THE INPUT |

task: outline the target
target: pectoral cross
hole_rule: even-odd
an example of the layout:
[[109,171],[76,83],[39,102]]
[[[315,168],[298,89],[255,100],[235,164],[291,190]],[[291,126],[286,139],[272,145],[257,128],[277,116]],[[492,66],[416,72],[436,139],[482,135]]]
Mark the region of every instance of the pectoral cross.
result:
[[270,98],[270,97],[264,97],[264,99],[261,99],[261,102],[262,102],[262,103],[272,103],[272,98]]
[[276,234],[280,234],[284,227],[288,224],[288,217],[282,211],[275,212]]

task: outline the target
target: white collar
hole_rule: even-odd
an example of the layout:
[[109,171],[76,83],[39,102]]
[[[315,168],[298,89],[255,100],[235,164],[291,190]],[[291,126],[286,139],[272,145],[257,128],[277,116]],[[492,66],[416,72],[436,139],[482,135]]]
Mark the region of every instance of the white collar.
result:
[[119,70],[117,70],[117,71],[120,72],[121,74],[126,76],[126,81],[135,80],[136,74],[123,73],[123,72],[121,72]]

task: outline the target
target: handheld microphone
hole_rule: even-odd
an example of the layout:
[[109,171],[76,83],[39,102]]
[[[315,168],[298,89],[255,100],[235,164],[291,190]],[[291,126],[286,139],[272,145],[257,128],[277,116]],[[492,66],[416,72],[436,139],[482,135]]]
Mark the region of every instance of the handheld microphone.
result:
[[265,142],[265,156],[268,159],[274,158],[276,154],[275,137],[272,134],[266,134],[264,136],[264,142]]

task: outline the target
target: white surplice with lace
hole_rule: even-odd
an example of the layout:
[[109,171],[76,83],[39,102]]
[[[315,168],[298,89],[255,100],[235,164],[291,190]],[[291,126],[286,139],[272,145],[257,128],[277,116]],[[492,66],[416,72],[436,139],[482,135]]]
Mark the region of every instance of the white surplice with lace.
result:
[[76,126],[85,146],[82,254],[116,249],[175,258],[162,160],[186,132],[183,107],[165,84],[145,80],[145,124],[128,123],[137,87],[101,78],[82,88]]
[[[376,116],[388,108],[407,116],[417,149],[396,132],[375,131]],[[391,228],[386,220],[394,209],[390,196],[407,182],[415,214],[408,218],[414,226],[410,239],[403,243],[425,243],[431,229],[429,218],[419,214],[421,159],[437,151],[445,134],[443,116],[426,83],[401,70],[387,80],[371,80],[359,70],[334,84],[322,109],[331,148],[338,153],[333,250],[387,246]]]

WHAT NEEDS TO BE DONE |
Gather each line of the material above that contains the string "pectoral", treating uppercase and lowercase letters as distinct.

COMPLETE OUTPUT |
target: pectoral cross
Mark the region of every instance of the pectoral cross.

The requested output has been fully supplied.